> _Set exercise_: From the data below, extract each line that includes the string "silver" and list those lines as they appear.

[Entries from a pointing dataset]
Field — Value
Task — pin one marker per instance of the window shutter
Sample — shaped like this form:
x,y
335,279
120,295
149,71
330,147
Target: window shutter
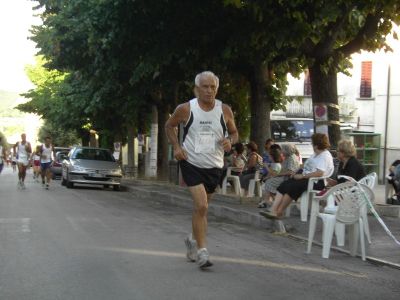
x,y
365,86
307,83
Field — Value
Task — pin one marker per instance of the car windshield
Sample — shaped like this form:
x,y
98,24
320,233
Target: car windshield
x,y
292,130
93,154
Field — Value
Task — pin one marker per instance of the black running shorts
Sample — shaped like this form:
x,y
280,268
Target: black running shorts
x,y
193,176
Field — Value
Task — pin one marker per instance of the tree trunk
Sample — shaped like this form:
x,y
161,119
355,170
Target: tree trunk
x,y
163,141
260,105
325,102
152,171
130,168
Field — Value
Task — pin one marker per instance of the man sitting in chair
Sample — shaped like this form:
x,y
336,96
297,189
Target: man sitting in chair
x,y
319,164
394,179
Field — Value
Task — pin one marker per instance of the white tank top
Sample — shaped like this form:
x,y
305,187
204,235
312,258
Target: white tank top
x,y
202,135
21,151
46,154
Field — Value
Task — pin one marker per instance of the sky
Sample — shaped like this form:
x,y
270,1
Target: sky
x,y
16,51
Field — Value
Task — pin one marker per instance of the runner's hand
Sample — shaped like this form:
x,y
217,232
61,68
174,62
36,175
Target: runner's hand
x,y
226,144
180,153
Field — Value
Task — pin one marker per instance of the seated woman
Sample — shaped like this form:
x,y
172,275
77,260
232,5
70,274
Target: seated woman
x,y
254,163
349,165
319,164
394,179
290,165
238,159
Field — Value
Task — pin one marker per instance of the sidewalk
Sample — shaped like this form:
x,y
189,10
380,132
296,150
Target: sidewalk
x,y
382,250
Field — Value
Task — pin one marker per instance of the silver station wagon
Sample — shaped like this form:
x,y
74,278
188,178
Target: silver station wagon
x,y
88,165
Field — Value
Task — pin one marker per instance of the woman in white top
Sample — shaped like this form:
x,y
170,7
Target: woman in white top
x,y
319,164
3,155
22,151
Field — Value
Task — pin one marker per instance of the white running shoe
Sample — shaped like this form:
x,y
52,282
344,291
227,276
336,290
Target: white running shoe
x,y
203,258
191,248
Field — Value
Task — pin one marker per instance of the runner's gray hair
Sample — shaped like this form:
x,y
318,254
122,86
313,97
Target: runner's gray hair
x,y
288,149
206,73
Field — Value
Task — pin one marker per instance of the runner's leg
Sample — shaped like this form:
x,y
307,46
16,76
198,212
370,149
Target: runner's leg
x,y
199,218
285,202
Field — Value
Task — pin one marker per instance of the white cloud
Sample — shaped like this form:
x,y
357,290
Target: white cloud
x,y
16,51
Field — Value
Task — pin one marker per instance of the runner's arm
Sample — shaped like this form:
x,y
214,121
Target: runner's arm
x,y
233,136
180,115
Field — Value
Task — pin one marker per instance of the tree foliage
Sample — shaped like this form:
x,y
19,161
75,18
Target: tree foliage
x,y
109,61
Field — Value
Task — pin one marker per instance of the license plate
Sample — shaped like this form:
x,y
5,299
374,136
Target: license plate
x,y
96,175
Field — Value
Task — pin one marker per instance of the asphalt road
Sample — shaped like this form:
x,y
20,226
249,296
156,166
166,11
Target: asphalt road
x,y
90,243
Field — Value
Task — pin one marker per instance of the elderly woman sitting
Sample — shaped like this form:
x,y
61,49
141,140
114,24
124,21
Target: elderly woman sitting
x,y
319,164
349,165
290,165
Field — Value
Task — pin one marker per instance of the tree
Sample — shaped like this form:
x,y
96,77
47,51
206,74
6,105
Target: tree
x,y
332,31
60,137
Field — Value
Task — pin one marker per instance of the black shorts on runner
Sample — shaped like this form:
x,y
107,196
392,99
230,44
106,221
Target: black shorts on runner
x,y
193,176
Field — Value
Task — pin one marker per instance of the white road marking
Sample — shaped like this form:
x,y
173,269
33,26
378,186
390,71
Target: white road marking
x,y
74,221
23,224
259,263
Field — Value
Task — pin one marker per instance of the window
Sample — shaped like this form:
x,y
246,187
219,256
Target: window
x,y
365,86
307,83
292,130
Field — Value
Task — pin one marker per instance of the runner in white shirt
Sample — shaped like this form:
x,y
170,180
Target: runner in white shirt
x,y
3,155
209,131
46,161
22,151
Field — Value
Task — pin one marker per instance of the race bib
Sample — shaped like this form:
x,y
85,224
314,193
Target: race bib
x,y
205,142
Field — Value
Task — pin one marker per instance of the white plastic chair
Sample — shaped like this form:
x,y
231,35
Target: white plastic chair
x,y
370,181
233,179
350,199
255,186
304,200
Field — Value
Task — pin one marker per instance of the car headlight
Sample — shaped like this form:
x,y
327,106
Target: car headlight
x,y
116,172
78,168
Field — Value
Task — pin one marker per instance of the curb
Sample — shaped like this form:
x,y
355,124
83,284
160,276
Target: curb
x,y
242,217
371,259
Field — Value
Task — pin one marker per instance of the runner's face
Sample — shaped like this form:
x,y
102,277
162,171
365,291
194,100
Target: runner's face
x,y
207,89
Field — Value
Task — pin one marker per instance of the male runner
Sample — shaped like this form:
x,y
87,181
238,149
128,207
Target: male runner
x,y
46,161
209,130
22,151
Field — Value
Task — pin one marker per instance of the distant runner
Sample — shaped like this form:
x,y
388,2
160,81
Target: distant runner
x,y
46,161
36,163
209,131
3,155
22,151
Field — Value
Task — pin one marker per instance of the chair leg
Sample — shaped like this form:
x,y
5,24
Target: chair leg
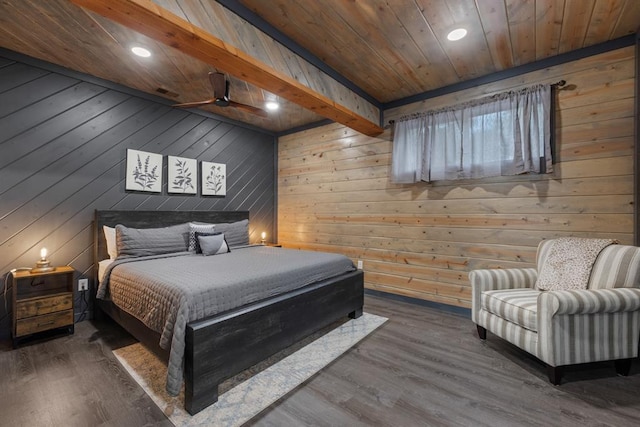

> _Complete output_:
Task — pin one marker per instance of the silver station wagon
Target: silver station wagon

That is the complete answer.